[Document text start]

Randomly differing outcome = no problem. Consistently differing outcome for players with different machines = huge problem. The latter is what we’ve got here.

The speed thing resulting in different outcomes is also a huge problem: I really, really hate the idea of game speed setting becoming part of “strategy” - that’s outside the imagined space of the game and breaks immersion completely. Game speed has become part of strategy as of this moment, since fighters (it seems) fare better at high speeds. To my mind, that’s catastrophic and absolutely a “bug.”

Having different results on different machines and different speeds is a big problem IMHO. Once you’ve won all scenarios without consistent results game have no interest. The only thing that will keep people play is challenges and tournaments and all other similar stuff. :slight_smile:

I’ll post my idea from another thread. IMHO you should not use random at all. Here is an idea I as programmer myself might help you solving this big issue.

I don’t know how deep is random in your code but why not emulate probability with counts (I’ll try to explain, sorry for bad English).

Suppose a turret has a 20% probability of a hit this means that 1/5 shots should hit its target. Instead of making random before each shot, make a counter that trace when last hit occurred. It will be something like miss, miss, hit, miss, miss, miss, miss, hit, miss… etc.

Of course is not so simple as it seams, but I hope you get the idea.

All above is IMHO and is opened for critique or even ignoring :slight_smile:

As a programmer, this suggestion makes me cringe. I’d much rather have one random number object to reference with relevant parameters that will return hit or miss, than I would a counter variable for every weapon that fires.

EDIT to add that maybe I am conceptualizing your suggestion wrong… in which case I apologize.

To be honest, I like having a random element to the battles. It makes them more interesting and exciting to watch. What I’m trying to articulate is that the random element is not the problem here. The problem is that what’s happening is not random: results are being extremely skewed depending on non-random factors (game speed and hardware) that shouldn’t affect the outcome of battle.

[Document text end]

Required work:
1: From the forum discussion about game randomness, quote the part that opens with the words containing "Of course is" and closes with "outcome of battle.".
2: Translate this sentence from the forum discussion about game randomness into Spanish: "To be honest, I like having a random element to the battles."
3: Write what comes next in the forum discussion about game randomness, picking up after its last sentence.

[Supplied data start]

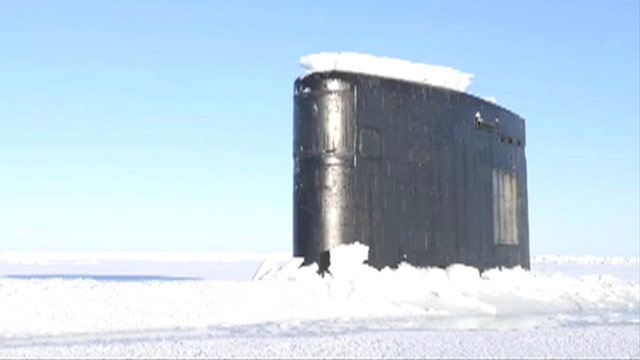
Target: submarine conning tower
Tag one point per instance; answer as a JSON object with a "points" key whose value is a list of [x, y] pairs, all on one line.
{"points": [[419, 173]]}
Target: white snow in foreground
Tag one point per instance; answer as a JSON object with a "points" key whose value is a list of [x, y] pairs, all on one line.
{"points": [[290, 311], [436, 75]]}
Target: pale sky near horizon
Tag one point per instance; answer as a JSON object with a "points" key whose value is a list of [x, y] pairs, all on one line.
{"points": [[167, 125]]}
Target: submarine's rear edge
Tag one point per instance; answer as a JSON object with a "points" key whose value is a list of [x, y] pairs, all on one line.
{"points": [[420, 174]]}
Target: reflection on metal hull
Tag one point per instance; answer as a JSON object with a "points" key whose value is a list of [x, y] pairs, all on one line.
{"points": [[420, 174]]}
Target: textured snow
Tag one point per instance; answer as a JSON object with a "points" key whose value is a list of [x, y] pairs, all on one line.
{"points": [[436, 75], [564, 307]]}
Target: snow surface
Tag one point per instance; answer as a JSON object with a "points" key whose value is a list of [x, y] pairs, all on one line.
{"points": [[436, 75], [564, 307]]}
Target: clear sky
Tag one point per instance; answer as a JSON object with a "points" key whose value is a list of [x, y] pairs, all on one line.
{"points": [[167, 125]]}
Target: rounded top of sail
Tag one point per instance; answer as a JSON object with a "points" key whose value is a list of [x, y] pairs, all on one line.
{"points": [[398, 69]]}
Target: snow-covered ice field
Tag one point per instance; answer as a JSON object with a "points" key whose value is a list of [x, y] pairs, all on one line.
{"points": [[264, 305]]}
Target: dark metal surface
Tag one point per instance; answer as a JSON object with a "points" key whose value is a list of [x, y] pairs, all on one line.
{"points": [[420, 174]]}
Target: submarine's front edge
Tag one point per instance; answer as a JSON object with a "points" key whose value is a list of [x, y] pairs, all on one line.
{"points": [[324, 149]]}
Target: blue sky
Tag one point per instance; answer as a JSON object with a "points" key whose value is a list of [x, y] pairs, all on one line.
{"points": [[167, 125]]}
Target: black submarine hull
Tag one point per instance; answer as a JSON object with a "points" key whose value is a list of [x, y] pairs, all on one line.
{"points": [[420, 174]]}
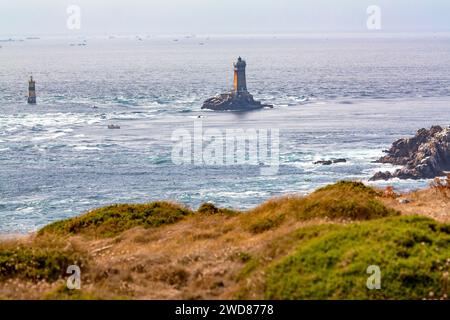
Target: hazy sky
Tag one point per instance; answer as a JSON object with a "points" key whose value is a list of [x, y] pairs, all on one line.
{"points": [[220, 16]]}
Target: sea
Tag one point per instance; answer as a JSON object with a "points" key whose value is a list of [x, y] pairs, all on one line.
{"points": [[334, 96]]}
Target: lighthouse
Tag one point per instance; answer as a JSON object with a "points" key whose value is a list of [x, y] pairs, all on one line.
{"points": [[240, 81], [31, 91], [239, 99]]}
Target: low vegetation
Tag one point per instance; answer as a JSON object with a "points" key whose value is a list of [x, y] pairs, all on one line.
{"points": [[313, 247], [344, 201], [112, 220], [413, 254], [38, 261]]}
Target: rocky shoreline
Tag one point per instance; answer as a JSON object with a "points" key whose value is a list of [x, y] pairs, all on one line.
{"points": [[424, 156]]}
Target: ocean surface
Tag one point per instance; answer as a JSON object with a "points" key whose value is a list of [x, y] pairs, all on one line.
{"points": [[339, 96]]}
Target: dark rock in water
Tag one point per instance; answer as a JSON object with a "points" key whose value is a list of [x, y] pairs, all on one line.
{"points": [[233, 102], [381, 176], [330, 162], [239, 99], [324, 162], [424, 156]]}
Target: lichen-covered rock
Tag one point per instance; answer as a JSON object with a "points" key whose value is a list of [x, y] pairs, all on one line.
{"points": [[424, 156]]}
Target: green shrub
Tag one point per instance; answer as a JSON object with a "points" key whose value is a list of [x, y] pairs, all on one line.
{"points": [[412, 252], [211, 209], [341, 201], [37, 263]]}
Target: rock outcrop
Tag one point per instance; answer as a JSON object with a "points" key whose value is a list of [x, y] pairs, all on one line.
{"points": [[330, 162], [424, 156], [233, 102]]}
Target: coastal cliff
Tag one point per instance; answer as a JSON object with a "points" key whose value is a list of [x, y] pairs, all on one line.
{"points": [[424, 156], [163, 250]]}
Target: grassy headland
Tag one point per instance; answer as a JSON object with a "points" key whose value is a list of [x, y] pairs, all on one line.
{"points": [[313, 247]]}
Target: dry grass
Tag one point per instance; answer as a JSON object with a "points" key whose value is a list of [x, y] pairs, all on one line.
{"points": [[209, 254]]}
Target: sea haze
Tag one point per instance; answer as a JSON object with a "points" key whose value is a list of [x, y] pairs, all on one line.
{"points": [[340, 96]]}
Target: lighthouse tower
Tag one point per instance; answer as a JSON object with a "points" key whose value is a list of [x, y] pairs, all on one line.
{"points": [[31, 91], [240, 82]]}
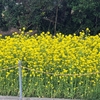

[Supplied data end]

The answers:
1:
Of course is not so simple as it seams, but I hope you get the idea.

All above is IMHO and is opened for critique or even ignoring :slight_smile:

As a programmer, this suggestion makes me cringe. I’d much rather have one random number object to reference with relevant parameters that will return hit or miss, than I would a counter variable for every weapon that fires.

EDIT to add that maybe I am conceptualizing your suggestion wrong… in which case I apologize.

To be honest, I like having a random element to the battles. It makes them more interesting and exciting to watch. What I’m trying to articulate is that the random element is not the problem here. The problem is that what’s happening is not random: results are being extremely skewed depending on non-random factors (game speed and hardware) that shouldn’t affect the outcome of battle.

2: A decir verdad, me gusta que las batallas tengan un elemento aleatorio.

3:
The reason that this is a problem is that it drastically limits what GSB can be. Once a player has reached a certain point of familiarity with the mechanics, beating single challenges becomes trivial. More competitive game modes - like tournaments or grand challenge quests (love the latter, personally) - could be integrated into the game relatively easily (compared to coding the engine in the first place) and greatly extend the game’s lifespan. However, if results are skewed by game speed, then tournament games have to be limited to 1x speed (a pain in the rear for any large map). If they’re skewed by hardware, they have to be double checked by a baseline server (suddenly ongoing expense for Cliffski goes way up, as does player frustration if what they see isn’t what they get). I’m worried that if either of those remain the case, the effort and/or frustration will prohibit competitive game modes from being integrated to the game (or, potentially, eliminate them even from unofficial circuits like the current forum games). That puts a very hard and unfortunate limit on what GSB can possibly be: it becomes a solo game of creating cinematics, not a puzzle game. Subjectivity does not belong in puzzles.

The hardware thing is worse, but game speed could theoretically be accepted as part of strategy. Personally though, I can’t do so. Such a consideration lands so far outside my imagination of the role that I assume in the game - Admiral of some sort - that it spoils the experience. Seriously, when a general is sitting down to plan battle strategy, he doesn’t ask “at what speed should I run reality?”

We (the players/testers) should attempt to document this phenomenon as accurately as possible. If there’s any chance of fixing it without re-writing the whole damn engine, then it needs to be found.

I don’t mind random chance per hit, as there are many many shots fired in one game, and it ultimately evens out to be a small variation in the end. What does bother me is that the game is a hybrid, a simulation AND a roll of the dice. The fact that the simulation has to allow a missile to hit, THEN a percent chance is calculated is confusing, and as were finding out here, inconsistent across different computers.

I would actually prefer ALL attacks be based on “dice rolls”, modified by current speeds, hull sizes, etc. The animation would simply be instructed to play out as a hit or a miss. This makes things more consistent (important for us competitive types), and options like replays and 10x game speed would be easy to implement.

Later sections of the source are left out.